Positivement critiqué ici et là, il génère tout naturellement une suite qu’on trouve avantageusement dans la présente gravure, dédiée au Klavierstück XII conçu entre 1979 et 1983, intitulé Étude pour Donnerstag aus Licht (1978/80), opéra en trois actes pour trois voix, huit instrumentistes, trois danseurs, chœur, orchestre et bandes, chapitre du mégalomane Licht. On imagine donc que Vanessa Benelli Mosell va poursuivre son investigation du corpus de Stockhausen dans de futurs enregistrements. L’obsession constante du cosmos, de l’énergie tellurique, de la lumière comme de la couleur relie assez simplement le maître allemand à Scriabine, bien que le premier naquit treize ans après la disparition de l’aîné. La précision, l’efficience des demi-teintes, mais encore l’intégration du théâtre de Stockhausen, tellement important dans son geste de la maturité, semblent un jeu d’enfant sous les doigts et dans la voix de l’interprète, joyeusement au service de cette scène d’opéra miniature d’un musicien qui l’influença directement, au terme d’une collaboration fructueuse.

**FICHES FOURNIES:**

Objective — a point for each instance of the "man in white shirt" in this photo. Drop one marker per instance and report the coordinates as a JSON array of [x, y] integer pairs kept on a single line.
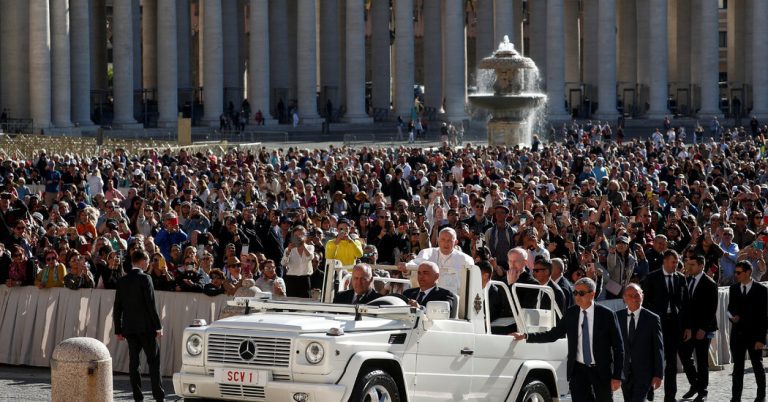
[[297, 262], [447, 256]]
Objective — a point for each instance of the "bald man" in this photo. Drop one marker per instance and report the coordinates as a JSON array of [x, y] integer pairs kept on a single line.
[[428, 275]]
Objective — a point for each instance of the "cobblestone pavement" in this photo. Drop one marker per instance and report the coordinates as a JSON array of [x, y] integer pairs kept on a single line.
[[33, 384]]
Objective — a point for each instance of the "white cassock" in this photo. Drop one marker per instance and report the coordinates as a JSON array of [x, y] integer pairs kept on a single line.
[[450, 266]]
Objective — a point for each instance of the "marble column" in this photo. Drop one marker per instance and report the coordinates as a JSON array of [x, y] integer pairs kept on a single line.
[[433, 55], [98, 45], [278, 59], [606, 60], [40, 64], [658, 63], [213, 56], [306, 54], [759, 60], [233, 83], [183, 41], [572, 60], [331, 53], [589, 48], [404, 54], [380, 55], [626, 73], [123, 52], [504, 14], [258, 59], [149, 43], [355, 17], [80, 62], [485, 37], [555, 61], [167, 65], [537, 34], [710, 59], [61, 85], [455, 62]]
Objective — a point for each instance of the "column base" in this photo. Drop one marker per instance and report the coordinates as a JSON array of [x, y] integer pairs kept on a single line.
[[359, 119], [760, 115], [709, 114], [127, 125], [609, 117], [657, 115], [168, 124], [311, 120]]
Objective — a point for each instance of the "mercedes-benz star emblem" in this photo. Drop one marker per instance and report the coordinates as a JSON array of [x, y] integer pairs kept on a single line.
[[247, 350]]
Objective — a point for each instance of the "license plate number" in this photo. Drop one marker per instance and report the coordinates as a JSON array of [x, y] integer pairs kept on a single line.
[[240, 376]]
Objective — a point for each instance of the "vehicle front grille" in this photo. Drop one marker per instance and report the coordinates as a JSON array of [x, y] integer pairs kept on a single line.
[[242, 391], [268, 352]]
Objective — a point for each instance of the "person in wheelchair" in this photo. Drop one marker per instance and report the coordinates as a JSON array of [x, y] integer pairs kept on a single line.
[[362, 290]]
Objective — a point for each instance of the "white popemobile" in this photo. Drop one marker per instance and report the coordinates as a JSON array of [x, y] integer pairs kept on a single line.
[[299, 351]]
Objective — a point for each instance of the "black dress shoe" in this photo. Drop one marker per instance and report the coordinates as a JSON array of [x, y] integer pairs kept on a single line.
[[691, 392]]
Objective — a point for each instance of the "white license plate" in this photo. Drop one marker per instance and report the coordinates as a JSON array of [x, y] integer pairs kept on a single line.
[[240, 376]]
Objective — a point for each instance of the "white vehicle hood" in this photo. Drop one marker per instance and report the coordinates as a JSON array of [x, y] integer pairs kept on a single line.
[[298, 322]]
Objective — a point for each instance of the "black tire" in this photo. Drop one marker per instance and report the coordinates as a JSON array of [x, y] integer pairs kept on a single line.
[[534, 391], [375, 386]]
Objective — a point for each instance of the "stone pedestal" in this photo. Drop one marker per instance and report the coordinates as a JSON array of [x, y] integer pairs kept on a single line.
[[81, 370]]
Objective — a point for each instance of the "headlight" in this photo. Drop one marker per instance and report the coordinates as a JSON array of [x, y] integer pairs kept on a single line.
[[194, 345], [315, 353]]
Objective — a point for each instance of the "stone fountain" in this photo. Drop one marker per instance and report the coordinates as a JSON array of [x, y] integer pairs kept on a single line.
[[515, 99]]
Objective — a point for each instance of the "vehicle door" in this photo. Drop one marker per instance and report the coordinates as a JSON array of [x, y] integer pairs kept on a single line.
[[444, 361], [497, 358]]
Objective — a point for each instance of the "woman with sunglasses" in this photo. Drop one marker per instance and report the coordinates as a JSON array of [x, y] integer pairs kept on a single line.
[[21, 270], [53, 272]]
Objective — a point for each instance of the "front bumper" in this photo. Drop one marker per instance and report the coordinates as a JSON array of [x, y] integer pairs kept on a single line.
[[206, 387]]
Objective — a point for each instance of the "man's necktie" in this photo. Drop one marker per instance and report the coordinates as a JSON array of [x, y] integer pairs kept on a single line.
[[420, 298], [586, 344], [691, 284]]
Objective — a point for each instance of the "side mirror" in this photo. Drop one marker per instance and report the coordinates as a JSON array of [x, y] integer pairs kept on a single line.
[[438, 310]]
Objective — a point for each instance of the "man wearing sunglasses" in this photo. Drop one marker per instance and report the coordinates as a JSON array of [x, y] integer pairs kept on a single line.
[[747, 302], [595, 346]]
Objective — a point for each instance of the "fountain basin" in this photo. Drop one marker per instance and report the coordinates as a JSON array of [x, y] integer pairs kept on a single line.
[[496, 103]]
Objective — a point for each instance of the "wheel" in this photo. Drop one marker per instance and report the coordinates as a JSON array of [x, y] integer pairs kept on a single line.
[[534, 391], [375, 386]]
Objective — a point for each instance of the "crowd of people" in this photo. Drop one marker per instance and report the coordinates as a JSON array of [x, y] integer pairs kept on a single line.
[[551, 213]]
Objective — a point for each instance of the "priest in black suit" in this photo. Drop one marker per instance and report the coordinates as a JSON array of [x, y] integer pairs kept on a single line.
[[136, 320], [699, 320], [664, 291], [643, 346], [595, 346], [362, 290], [428, 275], [747, 302]]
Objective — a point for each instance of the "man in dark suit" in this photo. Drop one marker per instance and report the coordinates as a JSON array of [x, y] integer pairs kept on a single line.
[[136, 320], [517, 260], [362, 292], [747, 302], [699, 326], [643, 346], [428, 275], [595, 347], [664, 292], [558, 269], [542, 273]]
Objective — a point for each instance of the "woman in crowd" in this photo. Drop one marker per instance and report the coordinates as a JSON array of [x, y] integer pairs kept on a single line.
[[53, 272]]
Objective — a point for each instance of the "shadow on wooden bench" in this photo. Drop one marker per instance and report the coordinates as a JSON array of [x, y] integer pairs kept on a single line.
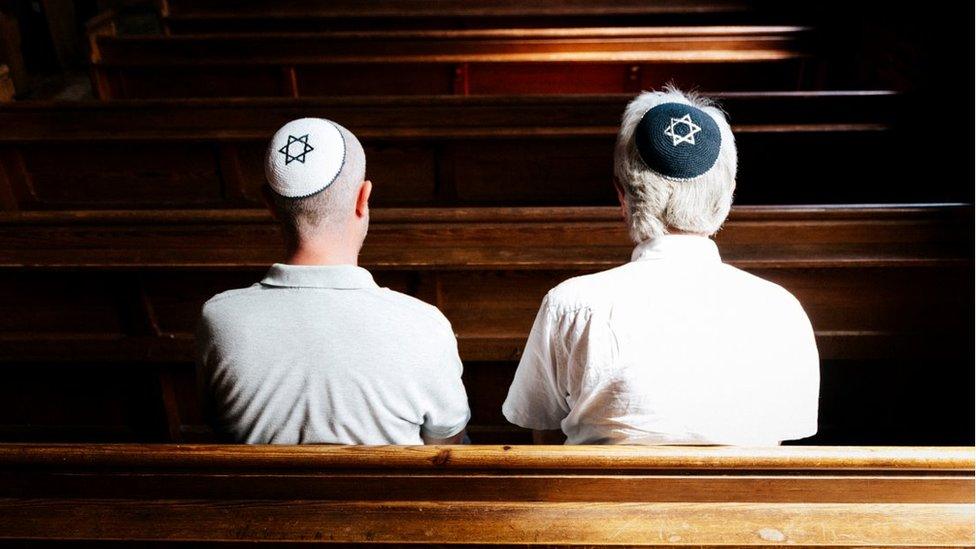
[[705, 496]]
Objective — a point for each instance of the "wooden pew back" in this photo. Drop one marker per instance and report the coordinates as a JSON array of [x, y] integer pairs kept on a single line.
[[848, 497], [445, 62], [513, 151]]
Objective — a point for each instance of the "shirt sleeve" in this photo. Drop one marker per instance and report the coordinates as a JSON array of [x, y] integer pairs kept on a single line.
[[448, 411], [535, 399], [204, 373]]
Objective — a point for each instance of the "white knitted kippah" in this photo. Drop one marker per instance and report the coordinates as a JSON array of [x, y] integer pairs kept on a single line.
[[305, 156]]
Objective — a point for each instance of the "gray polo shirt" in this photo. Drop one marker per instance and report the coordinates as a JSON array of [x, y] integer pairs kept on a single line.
[[321, 354]]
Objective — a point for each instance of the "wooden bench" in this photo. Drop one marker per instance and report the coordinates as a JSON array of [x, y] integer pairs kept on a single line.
[[438, 62], [444, 151], [222, 17], [503, 496], [6, 85], [100, 305]]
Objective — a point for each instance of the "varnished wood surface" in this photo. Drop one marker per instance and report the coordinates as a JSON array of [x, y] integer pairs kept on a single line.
[[649, 496], [511, 238], [6, 85], [296, 16], [409, 9], [687, 44], [461, 62], [443, 151], [100, 306], [419, 117], [820, 460]]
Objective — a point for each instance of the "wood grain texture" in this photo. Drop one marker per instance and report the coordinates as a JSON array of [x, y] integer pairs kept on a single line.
[[501, 238], [888, 290], [425, 62], [706, 496], [703, 524], [823, 460], [6, 85], [253, 17]]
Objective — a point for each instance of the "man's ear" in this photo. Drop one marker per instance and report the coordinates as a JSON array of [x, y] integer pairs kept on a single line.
[[267, 196], [362, 201], [621, 198]]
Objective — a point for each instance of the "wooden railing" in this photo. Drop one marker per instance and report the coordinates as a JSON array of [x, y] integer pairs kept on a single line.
[[596, 496]]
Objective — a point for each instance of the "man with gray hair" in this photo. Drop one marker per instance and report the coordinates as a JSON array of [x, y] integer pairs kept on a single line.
[[317, 352], [674, 347]]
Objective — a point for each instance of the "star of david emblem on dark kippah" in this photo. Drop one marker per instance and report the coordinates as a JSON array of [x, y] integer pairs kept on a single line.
[[290, 155], [677, 138]]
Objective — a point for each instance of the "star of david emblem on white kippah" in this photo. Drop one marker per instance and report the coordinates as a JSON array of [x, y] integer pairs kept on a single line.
[[287, 151], [677, 139]]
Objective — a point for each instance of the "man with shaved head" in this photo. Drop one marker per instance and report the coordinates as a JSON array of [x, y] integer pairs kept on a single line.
[[317, 352]]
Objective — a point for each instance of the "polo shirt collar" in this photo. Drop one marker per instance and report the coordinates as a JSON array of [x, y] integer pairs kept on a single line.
[[339, 277], [677, 246]]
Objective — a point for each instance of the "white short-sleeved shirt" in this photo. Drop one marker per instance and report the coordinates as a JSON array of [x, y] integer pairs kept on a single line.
[[674, 347], [321, 354]]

**CONSIGNE ÉCRITE 1:**
Reprenez sous forme de liste le paragraphe de l'extrait de page qui commence par « Positivement critiqué ici et là », en gardant ses faits principaux.
**CONSIGNE ÉCRITE 2:**
D'après l'extrait de page, entre quelles années le Klavierstück XII a-t-il été conçu ?

**RÉPONSE 1:**
- Le présent enregistrement est consacré au Klavierstück XII, conçu entre 1979 et 1983.
- Cette pièce s'intitule Étude pour Donnerstag aus Licht (1978/80). Donnerstag aus Licht est un opéra en trois actes pour trois voix, huit instrumentistes, trois danseurs, chœur, orchestre et bandes, qui forme un chapitre de Licht.
- On imagine que Vanessa Benelli Mosell poursuivra son exploration de l'œuvre de Stockhausen dans de futurs enregistrements.
- Le cosmos, l'énergie tellurique, la lumière et la couleur rapprochent Stockhausen de Scriabine, même si Stockhausen est né treize ans après la mort de Scriabine.
- L'interprète rend avec une grande aisance la précision, les demi-teintes et la dimension théâtrale de Stockhausen, au service de cette scène d'opéra miniature.

**RÉPONSE 2:**
Entre 1979 et 1983.